• [Stated exercise]:
Rewrite each record below, substituting "tightest" for every "smallest" and leaving everything else unchanged.
◆ ◆ ◆ ◆ ◆ ◆ ◆
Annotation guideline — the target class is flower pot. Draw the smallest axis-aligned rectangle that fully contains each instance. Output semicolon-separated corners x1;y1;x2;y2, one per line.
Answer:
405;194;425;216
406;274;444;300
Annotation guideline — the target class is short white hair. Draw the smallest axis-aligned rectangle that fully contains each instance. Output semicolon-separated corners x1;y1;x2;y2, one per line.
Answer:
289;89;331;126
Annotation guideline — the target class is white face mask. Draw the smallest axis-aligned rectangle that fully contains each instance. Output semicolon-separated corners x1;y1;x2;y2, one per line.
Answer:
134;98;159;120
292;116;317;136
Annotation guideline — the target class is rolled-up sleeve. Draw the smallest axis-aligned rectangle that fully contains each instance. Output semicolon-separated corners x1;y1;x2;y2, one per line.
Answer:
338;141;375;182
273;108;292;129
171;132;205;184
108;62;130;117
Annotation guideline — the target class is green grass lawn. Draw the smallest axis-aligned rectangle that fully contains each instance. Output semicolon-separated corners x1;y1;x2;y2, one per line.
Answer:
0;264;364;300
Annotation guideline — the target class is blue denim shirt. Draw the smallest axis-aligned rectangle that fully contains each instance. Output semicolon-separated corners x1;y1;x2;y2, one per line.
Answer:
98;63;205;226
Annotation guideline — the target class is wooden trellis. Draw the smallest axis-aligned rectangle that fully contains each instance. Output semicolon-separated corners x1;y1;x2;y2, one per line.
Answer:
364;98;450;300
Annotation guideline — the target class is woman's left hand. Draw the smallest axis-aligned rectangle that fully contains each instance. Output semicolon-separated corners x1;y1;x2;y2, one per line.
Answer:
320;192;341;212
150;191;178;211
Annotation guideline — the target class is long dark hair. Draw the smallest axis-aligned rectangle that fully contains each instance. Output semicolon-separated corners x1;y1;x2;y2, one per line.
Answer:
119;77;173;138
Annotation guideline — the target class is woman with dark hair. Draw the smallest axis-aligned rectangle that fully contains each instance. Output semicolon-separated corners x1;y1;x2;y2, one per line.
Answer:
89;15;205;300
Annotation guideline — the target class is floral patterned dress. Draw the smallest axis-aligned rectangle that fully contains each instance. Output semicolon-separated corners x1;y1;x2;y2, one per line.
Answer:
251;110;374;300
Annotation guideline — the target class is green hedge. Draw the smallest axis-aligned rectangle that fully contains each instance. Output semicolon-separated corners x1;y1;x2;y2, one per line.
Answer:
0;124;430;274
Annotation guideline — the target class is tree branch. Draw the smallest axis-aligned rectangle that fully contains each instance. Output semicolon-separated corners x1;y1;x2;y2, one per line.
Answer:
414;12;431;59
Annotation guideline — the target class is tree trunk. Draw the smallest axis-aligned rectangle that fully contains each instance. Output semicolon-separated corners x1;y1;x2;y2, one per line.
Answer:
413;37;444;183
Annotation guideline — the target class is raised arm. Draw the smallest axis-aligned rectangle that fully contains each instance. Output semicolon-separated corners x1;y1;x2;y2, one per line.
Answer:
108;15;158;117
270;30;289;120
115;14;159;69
◆ ◆ ◆ ◆ ◆ ◆ ◆
• [Expected output]:
Annotation guideline — the target class is flower pot. Draw the tightest axis-aligned rectangle that fully contains each instance. Output semicolon-separated corners x1;y1;x2;y2, one per line.
Answer:
405;194;425;216
406;274;444;300
Annotation guideline — the target class is short white hair. Draw the tightest axis-aligned rectangle that fully contains each instance. Output semicolon-separated corners x1;y1;x2;y2, one per line.
Answer:
289;89;331;126
Annotation guideline — the target class is white face mask. Draw the tightest axis-aligned rectangle that fully contains each instance. Output semicolon-separated corners x1;y1;x2;y2, one per line.
Answer:
134;98;159;120
292;116;317;136
Annotation guideline — the target class is rolled-up sleeve. Draw the tightest axis-aligned rectangle that fully contains each instance. Output semicolon-separated corners x1;y1;x2;y2, one per line.
Answer:
338;141;375;182
273;108;292;129
171;132;205;184
108;62;130;117
Annotation guideline — the target class is green grass lawn. Draw the tightest axis-aligned rectangle that fully contains each instance. Output semicolon-separated corners x1;y1;x2;y2, one per line.
Answer:
0;264;364;300
Annotation guideline — the target class is blue denim shirt. Draw the tightest axis-aligned rectangle that fully contains each instance. Output semicolon-separated corners x1;y1;x2;y2, one per line.
Answer:
98;63;205;226
Annotation guideline — the target class is wooden trellis. Draw the tightest axis-aligned rectangle that fully contains each instance. Output semicolon-separated corners x1;y1;x2;y2, one per line.
Answer:
364;98;450;300
Annotation guideline — the target class is woman's left hand. Draw the tightest axis-aligned rectangle that fully contains each instance. Output semicolon-separated corners x1;y1;x2;y2, one per line.
Answer:
320;192;341;212
150;191;178;211
Annotation guideline — the target class is long dark hair. Draw the tightest axis-aligned rectangle that fully contains each instance. Output semicolon-separated corners x1;y1;x2;y2, one per line.
Answer:
119;77;173;138
Annotation guideline — the target class is woman with dark hair. Draw the tightest axis-aligned rectangle that fully contains each instance. Output semicolon-separated corners x1;y1;x2;y2, one per line.
Answer:
89;15;205;300
Annotation guideline — the target class is floral patterned dress. Draw the tightest axis-aligned rectangle that fully contains each instance. Output semicolon-separated corners x1;y1;x2;y2, one per line.
Answer:
251;110;374;300
Annotation guideline — the target class is green hedge. Draw the tightest axis-aligned rectangle that fully contains each instance. Output semicolon-separated corners x1;y1;x2;y2, one per line.
Answer:
0;124;430;274
Annotation guideline — the target class is tree branch. Draw the tightest axis-aligned rectangle that fully contains each instance. Output semicolon-separated corners x1;y1;x2;y2, one per line.
Answer:
414;12;431;59
Annotation guideline — the target class is tree trunk. Draw the tightest axis-aligned rectangle that fully contains each instance. Output semicolon-separated corners x1;y1;x2;y2, one per line.
Answer:
413;37;444;183
Annotation guideline — the target class is raised arm. Draw the tightest axis-aligned rectangle that fully contains each instance. Output semicolon-separated corners x1;y1;x2;y2, one per line.
Answer:
108;15;158;117
270;30;289;120
115;14;159;69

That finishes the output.